----- SOURCE DATA -----
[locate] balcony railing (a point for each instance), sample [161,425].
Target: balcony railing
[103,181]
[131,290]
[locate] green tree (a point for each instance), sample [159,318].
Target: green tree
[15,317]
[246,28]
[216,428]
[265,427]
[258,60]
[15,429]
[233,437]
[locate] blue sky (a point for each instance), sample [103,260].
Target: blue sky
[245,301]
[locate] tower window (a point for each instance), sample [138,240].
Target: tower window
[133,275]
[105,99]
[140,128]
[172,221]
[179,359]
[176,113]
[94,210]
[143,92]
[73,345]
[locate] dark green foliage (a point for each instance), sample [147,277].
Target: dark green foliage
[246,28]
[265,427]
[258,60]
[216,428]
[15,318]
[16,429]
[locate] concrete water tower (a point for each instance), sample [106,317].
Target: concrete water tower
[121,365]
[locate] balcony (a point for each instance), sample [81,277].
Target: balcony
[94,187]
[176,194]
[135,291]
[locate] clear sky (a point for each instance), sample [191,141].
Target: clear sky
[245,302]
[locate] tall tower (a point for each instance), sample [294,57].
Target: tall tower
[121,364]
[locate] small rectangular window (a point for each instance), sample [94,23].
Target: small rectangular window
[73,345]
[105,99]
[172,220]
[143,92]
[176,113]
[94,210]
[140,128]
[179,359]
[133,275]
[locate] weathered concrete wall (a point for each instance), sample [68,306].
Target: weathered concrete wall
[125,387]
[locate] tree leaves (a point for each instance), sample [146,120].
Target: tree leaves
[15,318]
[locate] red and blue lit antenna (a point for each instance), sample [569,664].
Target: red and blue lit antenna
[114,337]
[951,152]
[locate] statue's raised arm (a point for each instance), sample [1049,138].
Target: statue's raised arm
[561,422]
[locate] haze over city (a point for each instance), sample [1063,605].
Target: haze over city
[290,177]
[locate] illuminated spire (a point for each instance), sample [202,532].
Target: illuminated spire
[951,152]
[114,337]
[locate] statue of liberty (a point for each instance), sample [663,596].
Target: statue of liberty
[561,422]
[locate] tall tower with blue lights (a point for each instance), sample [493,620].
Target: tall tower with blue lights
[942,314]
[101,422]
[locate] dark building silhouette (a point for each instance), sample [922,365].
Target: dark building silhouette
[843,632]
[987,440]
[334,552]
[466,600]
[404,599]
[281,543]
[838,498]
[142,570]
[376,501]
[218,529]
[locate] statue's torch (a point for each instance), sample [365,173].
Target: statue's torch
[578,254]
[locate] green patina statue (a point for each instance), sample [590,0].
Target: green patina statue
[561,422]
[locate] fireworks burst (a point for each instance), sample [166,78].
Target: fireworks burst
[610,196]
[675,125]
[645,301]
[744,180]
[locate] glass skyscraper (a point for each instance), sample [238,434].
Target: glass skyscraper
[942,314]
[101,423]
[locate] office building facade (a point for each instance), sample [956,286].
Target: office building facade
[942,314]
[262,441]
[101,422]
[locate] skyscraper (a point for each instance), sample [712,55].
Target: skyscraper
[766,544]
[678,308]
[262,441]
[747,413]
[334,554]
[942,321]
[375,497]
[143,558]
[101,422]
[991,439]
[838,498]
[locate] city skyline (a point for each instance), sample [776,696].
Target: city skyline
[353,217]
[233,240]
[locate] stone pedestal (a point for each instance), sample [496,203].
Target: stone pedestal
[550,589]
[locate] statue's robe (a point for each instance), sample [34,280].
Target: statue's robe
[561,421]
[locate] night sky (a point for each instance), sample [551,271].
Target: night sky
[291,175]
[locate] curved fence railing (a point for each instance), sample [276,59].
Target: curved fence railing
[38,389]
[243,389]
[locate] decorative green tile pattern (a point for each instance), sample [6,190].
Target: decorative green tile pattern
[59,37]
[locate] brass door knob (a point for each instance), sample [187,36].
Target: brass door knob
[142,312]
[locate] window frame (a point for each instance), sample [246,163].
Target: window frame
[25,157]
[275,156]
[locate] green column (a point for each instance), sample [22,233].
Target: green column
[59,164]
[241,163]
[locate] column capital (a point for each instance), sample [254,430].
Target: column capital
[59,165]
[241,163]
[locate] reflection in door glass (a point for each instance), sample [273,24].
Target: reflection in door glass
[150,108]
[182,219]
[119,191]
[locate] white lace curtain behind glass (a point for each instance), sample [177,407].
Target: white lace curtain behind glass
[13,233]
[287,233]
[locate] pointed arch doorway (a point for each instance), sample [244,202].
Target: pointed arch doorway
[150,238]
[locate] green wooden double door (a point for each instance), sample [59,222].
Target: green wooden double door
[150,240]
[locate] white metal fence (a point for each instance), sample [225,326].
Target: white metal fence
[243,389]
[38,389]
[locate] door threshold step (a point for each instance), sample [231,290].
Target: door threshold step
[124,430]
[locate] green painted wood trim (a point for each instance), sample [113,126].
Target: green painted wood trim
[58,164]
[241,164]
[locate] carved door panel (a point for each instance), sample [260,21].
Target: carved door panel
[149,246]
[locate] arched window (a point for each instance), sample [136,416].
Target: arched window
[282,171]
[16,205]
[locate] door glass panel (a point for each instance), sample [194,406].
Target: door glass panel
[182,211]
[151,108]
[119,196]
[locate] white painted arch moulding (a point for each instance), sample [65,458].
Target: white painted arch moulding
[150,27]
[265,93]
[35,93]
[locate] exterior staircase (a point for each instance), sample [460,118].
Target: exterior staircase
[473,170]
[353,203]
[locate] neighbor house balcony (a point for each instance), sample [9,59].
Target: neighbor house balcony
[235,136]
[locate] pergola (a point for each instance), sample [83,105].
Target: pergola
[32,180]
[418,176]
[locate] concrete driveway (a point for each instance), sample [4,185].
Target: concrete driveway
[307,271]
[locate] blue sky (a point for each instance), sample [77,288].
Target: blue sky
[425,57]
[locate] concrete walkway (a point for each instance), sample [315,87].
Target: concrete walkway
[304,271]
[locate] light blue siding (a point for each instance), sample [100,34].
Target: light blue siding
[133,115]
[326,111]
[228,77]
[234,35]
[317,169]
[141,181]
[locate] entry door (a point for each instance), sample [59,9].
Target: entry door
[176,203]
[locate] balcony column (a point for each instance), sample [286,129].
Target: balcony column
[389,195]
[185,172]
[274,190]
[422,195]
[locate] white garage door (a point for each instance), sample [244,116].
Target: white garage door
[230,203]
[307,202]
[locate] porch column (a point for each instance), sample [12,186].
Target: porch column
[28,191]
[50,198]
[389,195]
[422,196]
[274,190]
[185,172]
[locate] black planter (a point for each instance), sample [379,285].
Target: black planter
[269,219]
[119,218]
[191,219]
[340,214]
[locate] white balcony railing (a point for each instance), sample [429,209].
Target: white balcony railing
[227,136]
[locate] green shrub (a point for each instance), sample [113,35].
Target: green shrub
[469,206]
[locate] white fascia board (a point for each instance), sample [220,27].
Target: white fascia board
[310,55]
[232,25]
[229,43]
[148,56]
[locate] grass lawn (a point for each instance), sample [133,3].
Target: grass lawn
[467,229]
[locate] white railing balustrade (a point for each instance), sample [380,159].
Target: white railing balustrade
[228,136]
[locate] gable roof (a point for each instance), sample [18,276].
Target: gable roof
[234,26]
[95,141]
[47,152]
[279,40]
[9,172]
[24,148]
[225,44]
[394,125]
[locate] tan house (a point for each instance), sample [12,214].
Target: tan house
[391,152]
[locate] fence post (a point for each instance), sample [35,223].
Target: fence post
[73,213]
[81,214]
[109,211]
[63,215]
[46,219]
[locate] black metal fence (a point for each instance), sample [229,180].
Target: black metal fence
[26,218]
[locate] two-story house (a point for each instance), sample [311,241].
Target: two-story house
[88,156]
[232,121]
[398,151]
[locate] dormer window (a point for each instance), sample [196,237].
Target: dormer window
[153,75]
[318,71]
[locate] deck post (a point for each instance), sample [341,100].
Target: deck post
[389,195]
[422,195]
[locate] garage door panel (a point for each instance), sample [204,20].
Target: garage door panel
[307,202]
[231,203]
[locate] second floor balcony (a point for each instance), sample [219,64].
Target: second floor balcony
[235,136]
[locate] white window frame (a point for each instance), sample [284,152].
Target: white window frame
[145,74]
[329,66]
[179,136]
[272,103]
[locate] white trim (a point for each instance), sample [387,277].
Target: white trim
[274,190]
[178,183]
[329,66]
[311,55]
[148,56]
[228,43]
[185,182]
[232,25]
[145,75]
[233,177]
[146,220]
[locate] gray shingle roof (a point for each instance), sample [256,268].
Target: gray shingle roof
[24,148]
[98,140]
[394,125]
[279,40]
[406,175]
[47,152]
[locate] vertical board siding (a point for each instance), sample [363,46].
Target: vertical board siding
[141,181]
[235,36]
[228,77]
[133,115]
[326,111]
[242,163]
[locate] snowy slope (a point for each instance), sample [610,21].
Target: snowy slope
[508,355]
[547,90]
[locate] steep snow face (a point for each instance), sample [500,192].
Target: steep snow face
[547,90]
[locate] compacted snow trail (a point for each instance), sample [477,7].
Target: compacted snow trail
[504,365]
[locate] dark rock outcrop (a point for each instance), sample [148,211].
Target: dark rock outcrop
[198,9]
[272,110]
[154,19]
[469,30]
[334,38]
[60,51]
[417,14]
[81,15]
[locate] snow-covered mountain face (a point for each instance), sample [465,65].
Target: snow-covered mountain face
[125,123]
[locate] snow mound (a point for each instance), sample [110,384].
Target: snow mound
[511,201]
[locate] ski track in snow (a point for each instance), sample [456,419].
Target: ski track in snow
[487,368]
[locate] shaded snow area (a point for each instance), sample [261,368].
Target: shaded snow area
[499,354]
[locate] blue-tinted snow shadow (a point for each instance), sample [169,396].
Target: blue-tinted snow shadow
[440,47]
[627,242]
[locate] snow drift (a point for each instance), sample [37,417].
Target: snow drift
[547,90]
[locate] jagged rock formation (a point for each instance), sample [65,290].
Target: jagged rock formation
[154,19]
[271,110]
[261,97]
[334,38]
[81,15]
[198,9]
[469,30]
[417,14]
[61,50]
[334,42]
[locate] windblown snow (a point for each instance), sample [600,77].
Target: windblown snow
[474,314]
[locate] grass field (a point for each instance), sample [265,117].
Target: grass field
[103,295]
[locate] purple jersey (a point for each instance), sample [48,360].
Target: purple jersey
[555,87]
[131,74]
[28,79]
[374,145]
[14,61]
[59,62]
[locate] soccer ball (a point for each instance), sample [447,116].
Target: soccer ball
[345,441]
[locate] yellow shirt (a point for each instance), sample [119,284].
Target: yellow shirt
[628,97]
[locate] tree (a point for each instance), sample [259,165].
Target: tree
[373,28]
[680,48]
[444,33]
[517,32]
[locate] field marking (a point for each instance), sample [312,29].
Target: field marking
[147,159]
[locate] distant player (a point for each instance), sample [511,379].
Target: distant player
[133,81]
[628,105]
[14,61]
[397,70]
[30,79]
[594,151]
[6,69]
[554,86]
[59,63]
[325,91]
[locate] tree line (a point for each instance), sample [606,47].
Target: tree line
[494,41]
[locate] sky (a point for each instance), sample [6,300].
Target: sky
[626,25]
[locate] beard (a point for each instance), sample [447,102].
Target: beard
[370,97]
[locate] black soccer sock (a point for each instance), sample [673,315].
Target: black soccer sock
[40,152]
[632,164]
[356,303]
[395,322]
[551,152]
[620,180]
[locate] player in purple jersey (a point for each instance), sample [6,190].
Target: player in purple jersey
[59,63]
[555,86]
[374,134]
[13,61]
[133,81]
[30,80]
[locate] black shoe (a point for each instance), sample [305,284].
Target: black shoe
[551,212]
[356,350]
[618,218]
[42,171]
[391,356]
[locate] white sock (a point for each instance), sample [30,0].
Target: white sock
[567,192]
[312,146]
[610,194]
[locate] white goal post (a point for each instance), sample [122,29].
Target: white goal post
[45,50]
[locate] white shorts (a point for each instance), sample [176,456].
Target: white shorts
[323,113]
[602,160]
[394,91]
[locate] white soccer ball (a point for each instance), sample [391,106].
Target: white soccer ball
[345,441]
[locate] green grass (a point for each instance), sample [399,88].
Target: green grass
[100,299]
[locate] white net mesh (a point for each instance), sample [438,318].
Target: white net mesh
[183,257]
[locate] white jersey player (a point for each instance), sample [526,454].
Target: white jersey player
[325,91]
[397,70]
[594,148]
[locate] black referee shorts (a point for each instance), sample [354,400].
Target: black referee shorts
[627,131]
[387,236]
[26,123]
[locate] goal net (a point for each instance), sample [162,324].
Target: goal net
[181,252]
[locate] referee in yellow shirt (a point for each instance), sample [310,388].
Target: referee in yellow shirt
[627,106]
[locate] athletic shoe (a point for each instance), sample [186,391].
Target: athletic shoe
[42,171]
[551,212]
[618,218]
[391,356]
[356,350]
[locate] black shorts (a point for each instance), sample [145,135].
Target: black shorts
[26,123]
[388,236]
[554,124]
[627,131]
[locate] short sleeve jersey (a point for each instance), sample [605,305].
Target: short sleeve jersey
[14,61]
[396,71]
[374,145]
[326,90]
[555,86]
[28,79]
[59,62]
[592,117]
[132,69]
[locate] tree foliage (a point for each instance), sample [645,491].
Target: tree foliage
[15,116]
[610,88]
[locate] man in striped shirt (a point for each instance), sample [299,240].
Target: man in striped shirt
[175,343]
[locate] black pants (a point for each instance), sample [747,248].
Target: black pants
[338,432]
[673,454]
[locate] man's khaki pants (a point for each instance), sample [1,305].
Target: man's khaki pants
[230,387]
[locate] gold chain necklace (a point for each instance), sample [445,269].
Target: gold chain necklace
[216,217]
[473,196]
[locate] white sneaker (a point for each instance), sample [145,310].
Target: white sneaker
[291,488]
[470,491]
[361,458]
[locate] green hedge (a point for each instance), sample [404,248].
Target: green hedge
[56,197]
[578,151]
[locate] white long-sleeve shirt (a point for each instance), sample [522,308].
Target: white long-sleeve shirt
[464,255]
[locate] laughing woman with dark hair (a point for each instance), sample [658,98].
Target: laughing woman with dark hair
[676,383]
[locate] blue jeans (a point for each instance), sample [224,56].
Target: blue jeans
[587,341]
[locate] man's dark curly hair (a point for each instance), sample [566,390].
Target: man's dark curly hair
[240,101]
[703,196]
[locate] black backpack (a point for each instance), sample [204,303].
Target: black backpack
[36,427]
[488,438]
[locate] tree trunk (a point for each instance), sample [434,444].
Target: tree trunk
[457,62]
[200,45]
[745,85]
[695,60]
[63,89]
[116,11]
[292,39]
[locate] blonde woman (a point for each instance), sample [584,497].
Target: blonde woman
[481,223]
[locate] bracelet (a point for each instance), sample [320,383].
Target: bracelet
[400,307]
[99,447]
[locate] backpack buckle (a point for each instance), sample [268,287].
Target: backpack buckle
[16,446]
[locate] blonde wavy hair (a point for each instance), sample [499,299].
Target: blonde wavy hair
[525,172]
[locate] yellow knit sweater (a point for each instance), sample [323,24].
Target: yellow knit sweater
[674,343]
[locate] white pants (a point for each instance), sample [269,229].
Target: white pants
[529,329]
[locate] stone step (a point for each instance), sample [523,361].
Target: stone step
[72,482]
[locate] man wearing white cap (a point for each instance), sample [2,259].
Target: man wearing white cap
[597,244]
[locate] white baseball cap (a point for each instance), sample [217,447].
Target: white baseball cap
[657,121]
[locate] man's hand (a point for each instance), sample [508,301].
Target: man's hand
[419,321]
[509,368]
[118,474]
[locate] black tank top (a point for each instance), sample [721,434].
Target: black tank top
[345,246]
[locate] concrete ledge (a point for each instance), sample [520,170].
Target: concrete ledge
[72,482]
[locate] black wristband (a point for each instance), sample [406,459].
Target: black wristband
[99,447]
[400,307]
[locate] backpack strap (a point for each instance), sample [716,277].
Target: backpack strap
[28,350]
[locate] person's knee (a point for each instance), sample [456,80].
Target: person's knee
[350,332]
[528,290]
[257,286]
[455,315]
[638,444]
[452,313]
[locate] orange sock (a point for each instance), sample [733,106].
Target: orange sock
-----
- THE EXERCISE
Give back exactly the lines from the line holding "[locate] white baseball" through the last line of the listing, including both.

- RESPONSE FOR THIS EXERCISE
[locate] white baseball cap (a point for each instance), sample [217,447].
Target: white baseball cap
[657,121]
[locate] man's hand (a point for each instance), sample [508,301].
Target: man's hand
[419,321]
[509,368]
[118,474]
[locate] black tank top (a point for each instance), sample [721,434].
Target: black tank top
[345,246]
[locate] concrete ledge (a point for each instance), sample [520,170].
Target: concrete ledge
[72,482]
[locate] black wristband (a point for each instance), sample [406,459].
Target: black wristband
[99,447]
[400,307]
[locate] backpack strap (a point for each instance), sample [716,277].
Target: backpack strap
[28,350]
[locate] person's knee (a point for each instance), sample [456,80].
Target: person's knee
[350,332]
[528,290]
[257,286]
[455,315]
[638,444]
[452,313]
[locate] orange sock (a point for each instance), sample [733,106].
Target: orange sock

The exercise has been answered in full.